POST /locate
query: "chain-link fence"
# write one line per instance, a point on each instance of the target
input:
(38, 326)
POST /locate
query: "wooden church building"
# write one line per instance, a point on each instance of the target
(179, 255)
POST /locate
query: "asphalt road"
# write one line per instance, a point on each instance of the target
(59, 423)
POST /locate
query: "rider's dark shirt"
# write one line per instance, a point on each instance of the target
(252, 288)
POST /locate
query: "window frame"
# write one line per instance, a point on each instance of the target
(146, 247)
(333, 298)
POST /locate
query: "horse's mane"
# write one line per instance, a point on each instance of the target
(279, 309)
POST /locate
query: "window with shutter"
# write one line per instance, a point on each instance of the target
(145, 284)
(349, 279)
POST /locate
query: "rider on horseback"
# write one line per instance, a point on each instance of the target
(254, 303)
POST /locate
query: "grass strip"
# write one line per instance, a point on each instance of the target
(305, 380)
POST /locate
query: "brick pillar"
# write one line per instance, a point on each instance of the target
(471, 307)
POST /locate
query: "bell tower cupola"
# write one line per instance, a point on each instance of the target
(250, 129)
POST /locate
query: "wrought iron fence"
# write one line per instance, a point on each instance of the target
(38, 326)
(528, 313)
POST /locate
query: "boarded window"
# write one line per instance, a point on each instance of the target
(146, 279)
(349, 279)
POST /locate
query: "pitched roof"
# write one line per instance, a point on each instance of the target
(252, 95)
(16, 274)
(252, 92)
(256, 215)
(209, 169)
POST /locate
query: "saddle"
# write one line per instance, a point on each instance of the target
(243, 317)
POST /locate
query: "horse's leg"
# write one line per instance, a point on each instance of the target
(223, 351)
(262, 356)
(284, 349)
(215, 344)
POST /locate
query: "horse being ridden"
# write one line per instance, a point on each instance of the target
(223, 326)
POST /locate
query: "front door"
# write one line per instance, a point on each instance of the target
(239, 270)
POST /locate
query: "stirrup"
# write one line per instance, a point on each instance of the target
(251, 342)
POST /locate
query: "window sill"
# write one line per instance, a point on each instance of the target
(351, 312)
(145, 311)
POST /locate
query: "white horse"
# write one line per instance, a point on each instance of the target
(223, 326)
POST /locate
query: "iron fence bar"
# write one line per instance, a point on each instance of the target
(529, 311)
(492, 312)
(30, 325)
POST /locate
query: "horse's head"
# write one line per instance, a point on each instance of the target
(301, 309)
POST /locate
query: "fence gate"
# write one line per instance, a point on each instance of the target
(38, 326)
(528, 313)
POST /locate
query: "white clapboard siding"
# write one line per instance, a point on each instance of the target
—————
● **PROBLEM REQUIREMENTS**: Return every entry verbatim.

● **SOLUTION**:
POST /locate
query: "chain-link fence"
# write one line per instance, a point on each instance of the target
input:
(38, 326)
POST /locate
query: "wooden church building"
# write one line per instance, a point on each instance of the target
(179, 255)
POST /locate
query: "asphalt road"
# write one line per instance, a point on each instance of the target
(59, 423)
POST /locate
query: "rider's dark shirt"
# write one line per instance, a point on each instance of the target
(252, 288)
POST /locate
query: "window frame"
# write one line per instance, a point on each instance of the target
(146, 247)
(333, 298)
POST /locate
query: "horse's mane"
# write one line per instance, a point on each instance of the target
(279, 309)
POST /locate
query: "window with shutter"
# write one line per instance, a point on each instance of the target
(145, 284)
(349, 279)
POST /locate
query: "rider on horseback"
# write one line per instance, a point on each instance of the target
(254, 303)
POST /locate
query: "grass strip"
# write one line per instance, a point on each instance of the target
(305, 380)
POST /locate
query: "brick pillar"
# write one line per instance, a point on each instance of the target
(471, 307)
POST /locate
query: "bell tower cupola"
# write one line per instance, a point on each instance of the target
(250, 129)
POST /locate
query: "wrought iron fence"
# write one line per instance, a point on each instance of the target
(38, 326)
(528, 313)
POST /locate
query: "boarded window"
# write one line per instance, a point on each instance of the target
(146, 279)
(349, 279)
POST /locate
query: "pitched roof"
# write one line per instance, a point on each instance of the target
(252, 95)
(16, 274)
(252, 92)
(256, 215)
(209, 169)
POST /locate
query: "saddle"
# write one line per instance, a point on each instance of the target
(243, 317)
POST /locate
query: "horse's leg"
# write one line per instance, a point on each instance of the target
(223, 351)
(262, 356)
(284, 349)
(215, 344)
POST /locate
query: "horse being ridden"
# write one line per instance, a point on each instance of the target
(223, 326)
POST /locate
query: "front door"
# write one line per instance, a point on each instance of the target
(239, 270)
POST /locate
query: "stirrup"
# write one line per instance, a point on each instance of the target
(251, 342)
POST /locate
query: "window sill"
# write one line per instance, a point on each instance of the target
(351, 312)
(145, 311)
POST /locate
query: "white horse"
# write one line per instance, a point on each instance of the target
(223, 326)
POST /locate
query: "iron fence bar"
# write one line per instance, a point on each instance of the target
(529, 311)
(492, 312)
(30, 325)
POST /locate
query: "horse's head"
# write one line per instance, a point on each instance of the target
(301, 309)
POST /locate
query: "fence gate"
# write one line per instance, a point on each instance of the target
(38, 326)
(528, 313)
POST /locate
query: "white clapboard siding"
# write one line per instance, a point on each instance of the target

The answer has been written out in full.